> [Work to complete]:
All of the entries are to be printed exactly as they appear.

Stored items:

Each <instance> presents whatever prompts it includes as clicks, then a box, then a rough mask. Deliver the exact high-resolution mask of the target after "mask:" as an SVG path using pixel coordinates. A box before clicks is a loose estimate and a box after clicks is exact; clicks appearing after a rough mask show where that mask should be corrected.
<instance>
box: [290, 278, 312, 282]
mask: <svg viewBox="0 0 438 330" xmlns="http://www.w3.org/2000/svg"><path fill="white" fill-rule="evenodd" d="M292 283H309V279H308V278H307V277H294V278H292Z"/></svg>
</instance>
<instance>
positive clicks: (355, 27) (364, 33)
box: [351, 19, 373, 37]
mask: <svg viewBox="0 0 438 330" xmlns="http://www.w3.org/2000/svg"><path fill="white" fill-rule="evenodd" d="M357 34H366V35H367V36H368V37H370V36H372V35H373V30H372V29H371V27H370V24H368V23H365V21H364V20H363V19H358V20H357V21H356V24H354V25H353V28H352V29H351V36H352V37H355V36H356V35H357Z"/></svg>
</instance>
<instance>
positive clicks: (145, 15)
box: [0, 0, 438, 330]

> [Result of this task]:
Each <instance> presents whatever prompts it includes as clicks, then a box, then a rough mask. Deliver the exact high-resolution mask of the target after "mask:" as an SVG path using pixel coordinates. A box before clicks is a loose estimate and a box after clicks is exact; clicks appearing after a rough mask show where that mask should be corrected.
<instance>
box: [290, 278, 312, 282]
mask: <svg viewBox="0 0 438 330" xmlns="http://www.w3.org/2000/svg"><path fill="white" fill-rule="evenodd" d="M292 283H309V279H308V278H307V277H294V278H292Z"/></svg>
</instance>
<instance>
positive clicks: (355, 27) (364, 33)
box: [351, 19, 373, 37]
mask: <svg viewBox="0 0 438 330" xmlns="http://www.w3.org/2000/svg"><path fill="white" fill-rule="evenodd" d="M357 34H366V35H367V36H368V37H370V36H372V35H373V30H372V29H371V27H370V24H368V23H365V21H364V20H363V19H358V20H357V21H356V24H354V25H353V28H352V29H351V36H352V37H355V36H356V35H357Z"/></svg>
</instance>
<instance>
positive clicks: (145, 15)
box: [0, 0, 438, 330]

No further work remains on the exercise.